## START Records to use

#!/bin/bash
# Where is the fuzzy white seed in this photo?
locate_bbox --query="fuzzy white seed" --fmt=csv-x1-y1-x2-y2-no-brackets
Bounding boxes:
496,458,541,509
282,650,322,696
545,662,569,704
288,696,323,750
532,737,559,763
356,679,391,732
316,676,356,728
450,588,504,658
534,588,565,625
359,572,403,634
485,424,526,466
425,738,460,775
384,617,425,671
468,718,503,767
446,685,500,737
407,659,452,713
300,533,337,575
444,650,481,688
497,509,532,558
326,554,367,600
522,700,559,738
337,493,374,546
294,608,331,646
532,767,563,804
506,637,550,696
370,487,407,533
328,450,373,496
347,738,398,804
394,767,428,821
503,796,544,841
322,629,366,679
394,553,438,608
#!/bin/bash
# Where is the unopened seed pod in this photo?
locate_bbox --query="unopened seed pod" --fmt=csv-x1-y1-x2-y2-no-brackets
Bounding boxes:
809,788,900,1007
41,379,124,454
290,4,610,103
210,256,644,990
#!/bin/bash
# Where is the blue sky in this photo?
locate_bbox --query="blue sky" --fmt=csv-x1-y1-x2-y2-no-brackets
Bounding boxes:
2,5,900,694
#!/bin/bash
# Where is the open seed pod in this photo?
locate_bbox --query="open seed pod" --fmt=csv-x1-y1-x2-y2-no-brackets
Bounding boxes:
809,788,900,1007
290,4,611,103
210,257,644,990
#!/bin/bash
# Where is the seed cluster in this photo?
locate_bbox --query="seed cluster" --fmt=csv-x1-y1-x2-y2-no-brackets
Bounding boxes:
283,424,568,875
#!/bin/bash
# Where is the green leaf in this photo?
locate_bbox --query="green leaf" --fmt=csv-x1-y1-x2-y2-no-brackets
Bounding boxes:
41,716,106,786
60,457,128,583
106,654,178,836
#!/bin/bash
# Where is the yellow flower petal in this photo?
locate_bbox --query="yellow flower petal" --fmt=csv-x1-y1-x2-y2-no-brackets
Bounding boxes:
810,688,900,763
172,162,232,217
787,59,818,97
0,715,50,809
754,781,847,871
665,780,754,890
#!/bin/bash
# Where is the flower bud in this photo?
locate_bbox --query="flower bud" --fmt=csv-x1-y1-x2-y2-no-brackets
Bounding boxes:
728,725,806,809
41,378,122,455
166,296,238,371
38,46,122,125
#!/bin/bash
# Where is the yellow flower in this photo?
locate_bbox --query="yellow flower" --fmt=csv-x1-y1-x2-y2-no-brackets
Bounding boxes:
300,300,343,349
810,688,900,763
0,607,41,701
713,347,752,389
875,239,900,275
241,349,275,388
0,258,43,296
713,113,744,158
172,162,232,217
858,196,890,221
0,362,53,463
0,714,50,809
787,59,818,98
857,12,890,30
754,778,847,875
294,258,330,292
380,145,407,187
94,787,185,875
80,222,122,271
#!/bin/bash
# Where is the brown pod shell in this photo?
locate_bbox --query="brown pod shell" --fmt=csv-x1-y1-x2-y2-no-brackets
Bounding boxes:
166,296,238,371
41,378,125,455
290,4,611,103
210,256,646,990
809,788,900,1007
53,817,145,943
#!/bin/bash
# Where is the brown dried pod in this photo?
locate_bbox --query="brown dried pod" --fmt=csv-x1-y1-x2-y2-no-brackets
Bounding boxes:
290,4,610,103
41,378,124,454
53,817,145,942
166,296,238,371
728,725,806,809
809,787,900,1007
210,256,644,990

## END Records to use

▶ **Aim of the task**
Can you list every line of the data above as a numbered list, skipping any blank lines?

▶ **Solved exercise**
1. #!/bin/bash
2. # Where is the fuzzy white seed in this photo?
3. locate_bbox --query="fuzzy white seed" --fmt=csv-x1-y1-x2-y2-no-brackets
4. Bounding boxes:
5. 496,458,541,509
6. 282,650,322,696
7. 545,662,569,704
8. 288,696,323,750
9. 532,737,559,763
10. 356,679,391,732
11. 316,676,356,728
12. 450,588,504,658
13. 534,588,565,625
14. 359,572,403,634
15. 485,424,526,466
16. 425,738,460,775
17. 384,617,425,671
18. 468,718,503,767
19. 446,685,500,737
20. 407,659,452,713
21. 300,533,337,575
22. 444,650,481,688
23. 497,509,532,558
24. 326,554,367,600
25. 522,700,559,738
26. 337,493,374,546
27. 294,608,331,646
28. 532,767,563,804
29. 506,637,550,696
30. 370,487,407,533
31. 328,450,373,496
32. 347,738,398,804
33. 394,767,428,821
34. 503,796,544,841
35. 322,629,366,679
36. 394,553,438,608
37. #!/bin/bash
38. # Where is the unopened seed pod in this photo?
39. locate_bbox --query="unopened seed pod" --fmt=csv-x1-y1-x2-y2-no-brackets
40. Bounding boxes:
41. 809,788,900,1007
42. 41,379,124,454
43. 290,4,610,103
44. 210,256,644,990
45. #!/bin/bash
46. # Where is the blue sky in this photo?
47. locate_bbox --query="blue sky" --fmt=csv-x1-y1-x2-y2-no-brackets
48. Bounding boxes:
49. 2,5,900,694
50. #!/bin/bash
51. # Where is the open seed pod in this photo?
52. locate_bbox --query="open seed pod" --fmt=csv-x1-y1-x2-y2-no-brackets
53. Bounding boxes:
54. 809,788,900,1007
55. 290,4,611,103
56. 210,257,644,990
57. #!/bin/bash
58. # Where is the seed cluster in this photo?
59. locate_bbox --query="seed cluster" --fmt=csv-x1-y1-x2-y2-no-brackets
60. Bounding boxes:
61. 283,424,568,875
62. #!/bin/bash
63. # Where is the green leaf in this photo?
64. locate_bbox --query="green leaf" --fmt=csv-x1-y1-x2-y2-no-brackets
65. Bounding boxes:
66. 41,716,106,786
67. 60,457,128,583
68. 106,654,178,836
69. #!/bin/bash
70. # Where is the yellow flower petal in this photo?
71. locate_bbox --query="yellow flower petal" --fmt=csv-x1-y1-x2-y2-no-brackets
72. Bounding boxes:
73. 810,688,900,763
74. 172,162,232,217
75. 787,59,818,97
76. 0,715,50,809
77. 754,781,847,871
78. 665,780,754,890
79. #!/bin/bash
80. # Where is the flower bud in this photo?
81. locate_bbox --query="flower bud" --fmt=csv-x1-y1-x2-y2-no-brackets
82. Bounding boxes:
83. 728,725,806,809
84. 41,378,122,455
85. 166,296,238,371
86. 38,46,122,125
87. #!/bin/bash
88. # Where is the yellow flower in this photo?
89. locate_bbox --query="yellow flower" --fmt=csv-x1-y1-x2-y2-no-brackets
90. Bounding boxes:
91. 300,300,343,349
92. 810,688,900,763
93. 0,607,41,701
94. 713,347,752,389
95. 875,239,900,275
96. 241,349,275,388
97. 0,258,43,296
98. 713,113,744,158
99. 172,162,232,217
100. 858,196,890,221
101. 0,362,53,463
102. 0,714,50,809
103. 787,59,818,98
104. 857,12,890,30
105. 754,778,847,875
106. 294,258,330,292
107. 380,145,407,187
108. 94,787,185,875
109. 80,222,122,271
110. #!/bin/bash
111. # Where is the brown pod shell in this photo?
112. locate_bbox --query="brown pod shell" --fmt=csv-x1-y1-x2-y2-no-brackets
113. Bounding boxes:
114. 166,296,238,371
115. 41,378,125,455
116. 290,4,611,103
117. 210,256,646,990
118. 809,788,900,1007
119. 53,817,145,943
120. #!/bin/bash
121. # Where is the brown dried pod in this photo?
122. locate_bbox --query="brown dried pod" --fmt=csv-x1-y1-x2-y2-no-brackets
123. Bounding boxes:
124. 290,4,610,103
125. 41,378,124,454
126. 53,817,145,942
127. 166,296,238,371
128. 728,725,806,809
129. 809,787,900,1007
130. 210,256,644,990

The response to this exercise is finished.